▶ EXTRACTED DATA
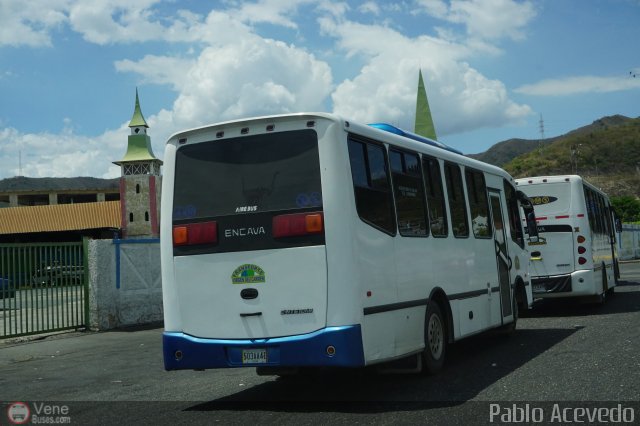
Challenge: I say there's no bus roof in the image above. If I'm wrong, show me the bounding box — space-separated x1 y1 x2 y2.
166 112 514 182
367 123 463 155
515 175 582 185
515 175 609 198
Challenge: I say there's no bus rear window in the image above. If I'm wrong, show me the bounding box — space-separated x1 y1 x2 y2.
173 129 322 220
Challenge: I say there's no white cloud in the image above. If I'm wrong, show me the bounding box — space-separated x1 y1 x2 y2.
324 16 532 135
230 0 315 28
1 0 316 47
0 0 205 47
166 36 333 129
115 55 196 91
0 125 125 178
67 0 202 45
0 0 70 47
115 11 333 144
358 2 381 15
515 75 640 96
415 0 537 41
0 3 335 180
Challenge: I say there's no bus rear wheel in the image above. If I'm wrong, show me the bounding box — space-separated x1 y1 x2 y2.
422 300 446 375
597 267 609 305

▶ ACTIVITY
Everything from the line with "Challenge: I say there's no bus rear wheel" to the end of the listing above is to be set down exactly, both ends included.

▶ YOUR RESPONSE
Challenge: I say there's no bus rear wheel in the image above. If I'm wrong, show me the bounding box — space-separated x1 y1 x2 y2.
422 300 446 375
597 267 609 305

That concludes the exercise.